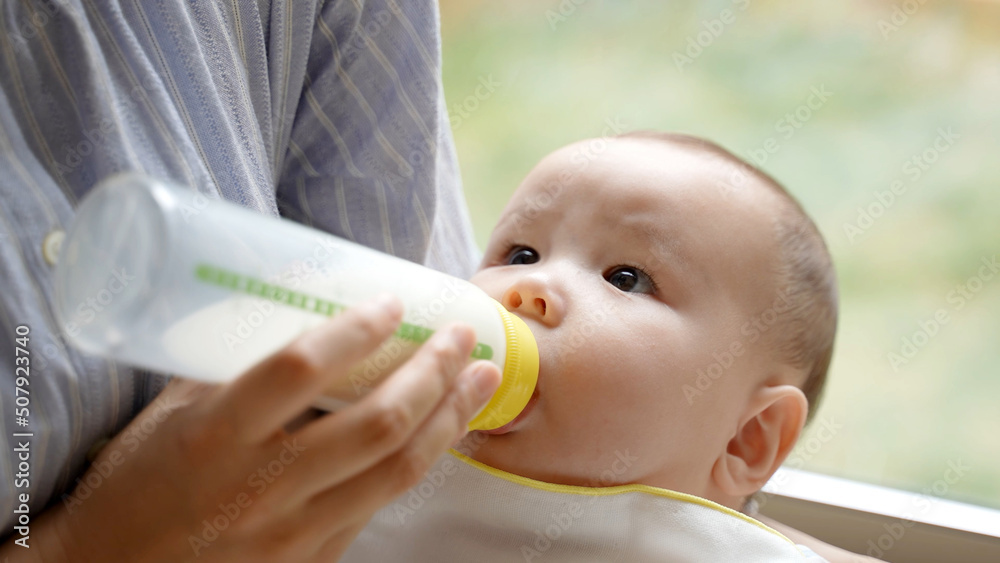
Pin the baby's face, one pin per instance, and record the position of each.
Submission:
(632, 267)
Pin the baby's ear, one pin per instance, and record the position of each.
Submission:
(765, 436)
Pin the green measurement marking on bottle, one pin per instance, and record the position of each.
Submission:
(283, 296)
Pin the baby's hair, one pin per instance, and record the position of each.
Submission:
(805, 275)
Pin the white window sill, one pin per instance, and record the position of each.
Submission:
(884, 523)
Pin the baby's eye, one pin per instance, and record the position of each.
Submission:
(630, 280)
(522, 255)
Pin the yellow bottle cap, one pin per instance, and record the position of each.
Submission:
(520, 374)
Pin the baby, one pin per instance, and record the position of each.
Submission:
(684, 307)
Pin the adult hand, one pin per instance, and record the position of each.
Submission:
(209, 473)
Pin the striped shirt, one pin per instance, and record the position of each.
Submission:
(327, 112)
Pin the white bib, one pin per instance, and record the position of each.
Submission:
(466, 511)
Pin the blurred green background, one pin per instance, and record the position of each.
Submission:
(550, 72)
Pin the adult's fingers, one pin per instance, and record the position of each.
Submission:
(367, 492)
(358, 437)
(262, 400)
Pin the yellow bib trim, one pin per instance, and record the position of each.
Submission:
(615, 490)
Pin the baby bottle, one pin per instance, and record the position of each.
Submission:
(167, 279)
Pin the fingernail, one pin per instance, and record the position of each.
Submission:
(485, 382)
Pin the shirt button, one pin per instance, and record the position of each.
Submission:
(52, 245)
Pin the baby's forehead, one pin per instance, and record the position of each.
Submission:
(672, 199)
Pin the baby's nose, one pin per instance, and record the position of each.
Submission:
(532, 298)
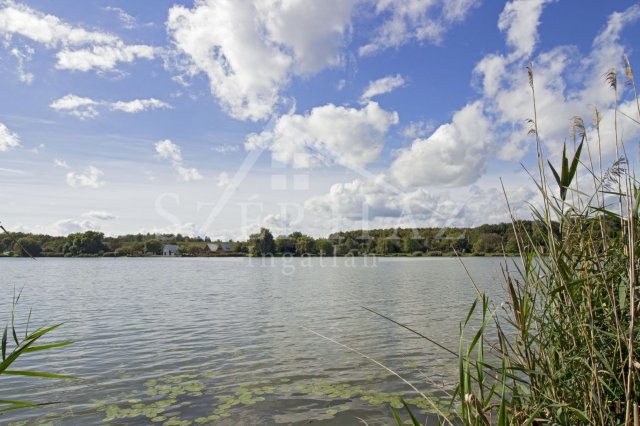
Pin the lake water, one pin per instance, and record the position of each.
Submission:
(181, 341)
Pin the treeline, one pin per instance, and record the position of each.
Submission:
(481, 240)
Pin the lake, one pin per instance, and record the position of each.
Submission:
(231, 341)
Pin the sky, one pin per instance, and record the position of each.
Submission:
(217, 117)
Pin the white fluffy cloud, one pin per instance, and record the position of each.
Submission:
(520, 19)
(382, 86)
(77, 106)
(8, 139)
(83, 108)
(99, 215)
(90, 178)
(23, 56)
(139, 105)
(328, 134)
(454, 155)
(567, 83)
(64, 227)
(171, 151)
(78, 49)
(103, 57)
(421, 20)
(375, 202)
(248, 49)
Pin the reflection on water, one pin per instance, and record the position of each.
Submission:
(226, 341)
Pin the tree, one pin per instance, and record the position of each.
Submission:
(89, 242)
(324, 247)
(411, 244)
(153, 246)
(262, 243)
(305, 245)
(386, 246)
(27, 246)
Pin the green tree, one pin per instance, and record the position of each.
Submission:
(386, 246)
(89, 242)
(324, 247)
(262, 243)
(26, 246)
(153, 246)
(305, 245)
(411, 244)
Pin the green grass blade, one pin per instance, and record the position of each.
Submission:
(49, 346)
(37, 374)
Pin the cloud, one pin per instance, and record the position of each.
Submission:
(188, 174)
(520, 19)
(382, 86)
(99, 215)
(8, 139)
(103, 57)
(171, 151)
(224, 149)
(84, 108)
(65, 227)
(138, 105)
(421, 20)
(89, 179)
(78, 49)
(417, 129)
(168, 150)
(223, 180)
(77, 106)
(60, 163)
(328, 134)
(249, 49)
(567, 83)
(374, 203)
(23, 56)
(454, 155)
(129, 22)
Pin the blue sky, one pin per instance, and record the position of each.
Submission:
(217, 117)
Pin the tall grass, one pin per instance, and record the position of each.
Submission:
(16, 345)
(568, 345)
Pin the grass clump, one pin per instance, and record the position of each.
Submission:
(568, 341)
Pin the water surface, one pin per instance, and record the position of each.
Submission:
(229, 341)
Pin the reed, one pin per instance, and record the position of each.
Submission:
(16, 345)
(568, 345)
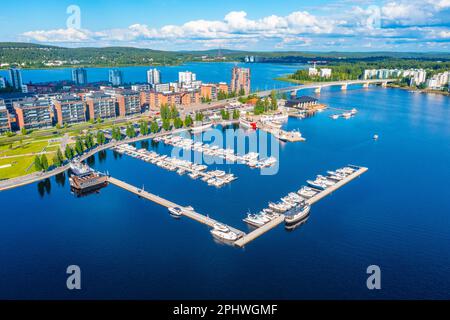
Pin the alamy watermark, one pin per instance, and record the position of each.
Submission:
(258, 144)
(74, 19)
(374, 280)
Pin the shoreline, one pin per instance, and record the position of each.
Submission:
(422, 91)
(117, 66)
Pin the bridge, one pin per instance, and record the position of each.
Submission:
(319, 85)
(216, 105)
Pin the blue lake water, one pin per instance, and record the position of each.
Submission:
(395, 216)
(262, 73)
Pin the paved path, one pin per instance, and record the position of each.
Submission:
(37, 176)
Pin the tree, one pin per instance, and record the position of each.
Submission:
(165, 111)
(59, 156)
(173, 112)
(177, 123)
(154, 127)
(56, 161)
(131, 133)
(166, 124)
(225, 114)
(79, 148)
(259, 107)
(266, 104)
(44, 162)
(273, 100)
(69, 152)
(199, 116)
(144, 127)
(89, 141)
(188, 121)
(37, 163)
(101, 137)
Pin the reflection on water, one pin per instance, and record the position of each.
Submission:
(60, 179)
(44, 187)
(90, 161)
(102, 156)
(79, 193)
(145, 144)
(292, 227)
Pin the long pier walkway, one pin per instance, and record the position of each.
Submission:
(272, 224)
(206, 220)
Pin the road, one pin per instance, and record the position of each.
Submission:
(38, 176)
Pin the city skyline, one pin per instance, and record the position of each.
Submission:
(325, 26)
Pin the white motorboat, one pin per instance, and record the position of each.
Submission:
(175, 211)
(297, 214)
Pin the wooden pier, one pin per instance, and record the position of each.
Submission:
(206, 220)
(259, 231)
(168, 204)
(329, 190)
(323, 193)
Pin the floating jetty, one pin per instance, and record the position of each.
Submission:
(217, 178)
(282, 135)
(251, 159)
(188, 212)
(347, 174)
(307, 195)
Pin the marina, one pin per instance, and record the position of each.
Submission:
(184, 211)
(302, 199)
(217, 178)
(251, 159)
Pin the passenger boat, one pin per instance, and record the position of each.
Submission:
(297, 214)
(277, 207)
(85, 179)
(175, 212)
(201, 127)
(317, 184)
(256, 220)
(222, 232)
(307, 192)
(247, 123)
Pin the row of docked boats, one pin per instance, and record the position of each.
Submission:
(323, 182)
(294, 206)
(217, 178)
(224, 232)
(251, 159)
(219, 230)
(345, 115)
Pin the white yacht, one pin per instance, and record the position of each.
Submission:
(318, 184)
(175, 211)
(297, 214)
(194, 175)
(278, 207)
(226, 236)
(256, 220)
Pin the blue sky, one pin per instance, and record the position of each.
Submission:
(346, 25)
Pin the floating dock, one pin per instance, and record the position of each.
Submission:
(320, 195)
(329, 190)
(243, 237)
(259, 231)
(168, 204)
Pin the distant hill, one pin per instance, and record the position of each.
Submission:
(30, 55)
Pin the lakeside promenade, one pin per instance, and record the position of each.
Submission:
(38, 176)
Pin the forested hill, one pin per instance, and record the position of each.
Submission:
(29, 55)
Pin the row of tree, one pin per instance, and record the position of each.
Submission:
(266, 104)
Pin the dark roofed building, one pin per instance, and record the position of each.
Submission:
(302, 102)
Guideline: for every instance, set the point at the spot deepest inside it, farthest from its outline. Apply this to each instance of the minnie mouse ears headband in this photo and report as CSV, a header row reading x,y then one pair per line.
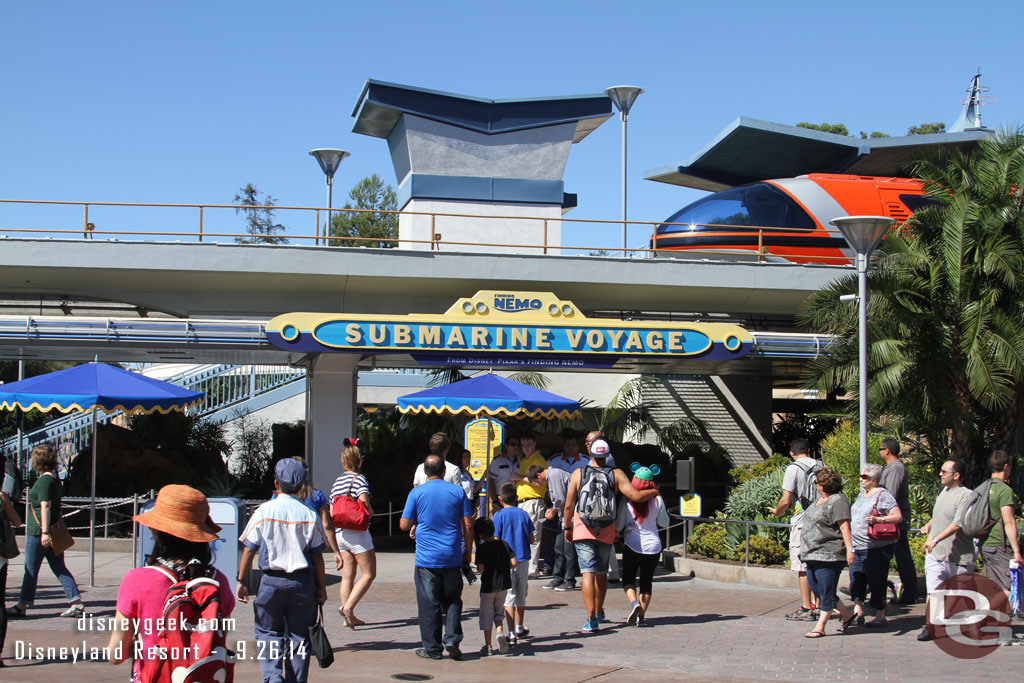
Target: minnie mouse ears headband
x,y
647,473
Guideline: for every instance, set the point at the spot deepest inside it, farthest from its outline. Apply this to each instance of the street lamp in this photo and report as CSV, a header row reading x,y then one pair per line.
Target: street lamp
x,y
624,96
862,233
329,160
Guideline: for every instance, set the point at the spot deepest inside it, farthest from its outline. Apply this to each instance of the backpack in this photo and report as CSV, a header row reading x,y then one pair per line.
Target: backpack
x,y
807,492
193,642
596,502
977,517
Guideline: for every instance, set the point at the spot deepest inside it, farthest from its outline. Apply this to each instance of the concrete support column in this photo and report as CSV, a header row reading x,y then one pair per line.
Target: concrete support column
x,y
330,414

• **Problem requirements**
Reproduce all of the records above word for word, omitting the pictures.

• **Output of the exercise**
Pin the baby's face, one pin per instance, and record the position of each.
Submission:
(632, 267)
Pin the baby's ear, one pin per instance, and record the position of each.
Submission:
(765, 436)
Pin the green measurement marking on bottle, one pin per instance, and record the position of each.
Submission:
(283, 296)
Pin the baby's hair, one pin per instance, and record the position of each.
Submission:
(805, 275)
Pin the white window sill, one pin per instance, and record the position of each.
Submission:
(884, 523)
Pin the baby's eye, one pin per instance, and record the position of each.
Submission:
(630, 280)
(522, 255)
Pin the yellow bottle cap, one pin per instance, and record the position of each.
Submission:
(520, 374)
Pin the baby, one pin per instance, and record the position of each.
Submission:
(684, 307)
Pin the adult hand, one pin per instance, and record the position of each.
Submission:
(209, 473)
Pin the striped shirt, one pin per instance, and record the position of each.
Submission:
(327, 112)
Pin the white bib, one pin per instance, and record the position of each.
Submission:
(466, 511)
Pin the blurred green background, one pin per instance, and record the position of each.
Submission:
(550, 72)
Pin the adult's fingers, one pin per instance, and record the position of each.
Submission:
(367, 492)
(358, 437)
(262, 400)
Pin the yellow bib trim, one pin per instance, and record the position of each.
Submission:
(615, 490)
Pin the baby bottle, one pin per instance, and record the position of each.
Submission:
(167, 279)
Pin the fingernail, one pin per instance, and record the position of each.
Submission:
(485, 382)
Pin the shirt button, one pin per instance, and record the position of each.
Submission:
(52, 245)
Pin the baby's forehead, one pin per instance, and record the position of each.
Submission:
(672, 199)
Pin the baby's nose, one pin per instance, and record the position of each.
Submission:
(532, 298)
Pin the lake water, one pin per instance, and record the position of each.
Submission:
(181, 341)
Pin the treeline, one pin per instance, and record the position of each.
Submission:
(481, 240)
Pin the lake, one pin per instance, and record the position of each.
Submission:
(231, 341)
Pin the sky, one pin per instance, and record the position of each.
Submission:
(217, 117)
Pin the white fluffy cloud, one pin per instance, and record the position of each.
Submission:
(520, 19)
(382, 86)
(77, 106)
(8, 139)
(83, 108)
(99, 215)
(90, 178)
(23, 56)
(139, 105)
(328, 134)
(454, 155)
(567, 83)
(64, 227)
(171, 151)
(78, 49)
(103, 57)
(421, 20)
(375, 202)
(248, 49)
Pin the reflection on water, one pin per instance, and record the position of each.
Submission:
(226, 341)
Pin the tree, one pin per instance, and record the position of each.
Submission:
(89, 242)
(324, 247)
(411, 244)
(153, 246)
(262, 243)
(305, 245)
(386, 246)
(27, 246)
Pin the green tree, one pin per instance, and record the position of each.
Submission:
(386, 246)
(89, 242)
(324, 247)
(262, 243)
(26, 246)
(153, 246)
(305, 245)
(411, 244)
Pin the green grass blade, one pin per instance, and record the position of each.
Submission:
(49, 346)
(37, 374)
Pin the cloud, one pin per instance, and record the position of each.
Submission:
(188, 174)
(520, 19)
(382, 86)
(99, 215)
(8, 139)
(103, 57)
(171, 151)
(224, 149)
(84, 108)
(65, 227)
(138, 105)
(421, 20)
(89, 179)
(78, 49)
(417, 129)
(168, 150)
(223, 180)
(77, 106)
(60, 163)
(328, 134)
(249, 49)
(567, 83)
(374, 203)
(23, 56)
(454, 155)
(129, 22)
Pin the blue sky, one pin per instance, and record the position of each.
Submission:
(217, 117)
Pin the tall grass, one pin per instance, and record the position of each.
Submission:
(16, 345)
(568, 345)
Pin the grass clump, one pin per instance, and record the position of each.
Submission:
(568, 341)
Pin the water surface, one pin per instance, and record the position of each.
Submission:
(229, 341)
Pin the reed, one pin per instance, and record the position of each.
Submission:
(16, 345)
(568, 345)
Pin the alamy watermark, one pin per instance, and record the position of each.
Submission:
(258, 144)
(74, 19)
(374, 280)
Pin the shoreline, one pin per instance, and record the position of each.
Submission:
(422, 91)
(117, 66)
Pin the bridge, one pin per instance, and record the position of each.
Submission:
(319, 85)
(216, 105)
Pin the blue lake water, one pin per instance, and record the position of each.
Submission:
(395, 216)
(262, 73)
Pin the paved path, one pin per instance, and record the position of each.
Submission:
(37, 176)
Pin the tree, one pin per instance, and record the position of each.
Submission:
(165, 111)
(59, 156)
(173, 112)
(177, 123)
(154, 127)
(56, 161)
(131, 133)
(166, 124)
(225, 114)
(79, 148)
(259, 107)
(266, 104)
(44, 162)
(273, 100)
(69, 152)
(199, 116)
(144, 127)
(89, 141)
(188, 121)
(37, 163)
(101, 137)
Pin the reflection on water, one pin per instance, and record the position of each.
Submission:
(60, 179)
(44, 187)
(90, 161)
(102, 156)
(79, 193)
(145, 144)
(292, 227)
Pin the long pier walkway, one pin per instance, and record the position of each.
Submission:
(272, 224)
(206, 220)
Pin the road, one pin per instance, and record the position of each.
Submission:
(38, 176)
Pin the city skyline, one pin per instance, and record the position of each.
Submission:
(325, 26)
Pin the white motorboat, one pin per instance, and record the position of each.
Submission:
(175, 211)
(297, 214)
Pin the wooden pier, one pin per instance, and record the position of each.
Submission:
(206, 220)
(259, 231)
(168, 204)
(329, 190)
(323, 193)
Pin the floating jetty, one pin per instance, and record the position of each.
Submission:
(217, 178)
(282, 135)
(251, 159)
(188, 212)
(347, 174)
(307, 195)
Pin the marina, one pin per instance, and record the position of each.
Submission:
(184, 211)
(302, 199)
(217, 178)
(251, 159)
Pin the passenger boat, one pin per instance, and record the position of each.
Submission:
(297, 214)
(277, 207)
(85, 179)
(175, 212)
(201, 127)
(317, 184)
(256, 220)
(222, 232)
(307, 192)
(247, 123)
Pin the row of docked boats, one pin per instance, and record the position of each.
Submission:
(323, 182)
(294, 206)
(217, 178)
(224, 232)
(251, 159)
(219, 230)
(345, 115)
Pin the white yacht, one pin per instance, and record the position of each.
Submission:
(318, 184)
(175, 211)
(297, 214)
(194, 175)
(278, 207)
(226, 236)
(256, 220)
Pin the blue sky, one pin per instance, and record the position of each.
Submission:
(346, 25)
Pin the floating dock, one pin per instance, and record the position of each.
Submission:
(320, 195)
(329, 190)
(243, 237)
(259, 231)
(168, 204)
Pin the distant hill, one pin per instance, and record the position of each.
Submission:
(30, 55)
Pin the lakeside promenade, one pin per instance, and record the position of each.
Submission:
(38, 176)
Pin the forested hill, one pin per instance, and record the position of each.
Submission:
(29, 55)
Pin the row of tree, one pin per instance, and record the position of each.
Submission:
(266, 104)
Pin the dark roofed building, one pin per instance, and record the position of each.
Submission:
(302, 102)
Guideline: for every instance, set the point at the spot deepest inside it, farthest from its outline. Apply this to each instance of the minnie mouse ears headband in this photo and report as CSV, a header row reading x,y then one pair per line.
Target: minnie mouse ears headband
x,y
647,473
Guideline: for every instance, set the point at the spot deepest inside it, farthest from its outline. Apply this to each instance of the street lamp in this photo and report as CSV, a header row reading x,y then one pair per line.
Target: street lamp
x,y
624,96
862,233
329,160
Guideline: for every instance, set the point at the spot deepest inside it, farthest from its outline. Apply this to each instance of the backpack in this photo and report as CSV, a header row reading x,y then one pair per line.
Target: backpack
x,y
807,492
193,642
596,502
977,517
Guideline: for every instance, set the point at the spot deepest inside it, farthest from its outline. Apply this to each instance of the concrete support column in this photo and report as CSV, a header row reading x,y then one pair per line.
Target: concrete support column
x,y
330,414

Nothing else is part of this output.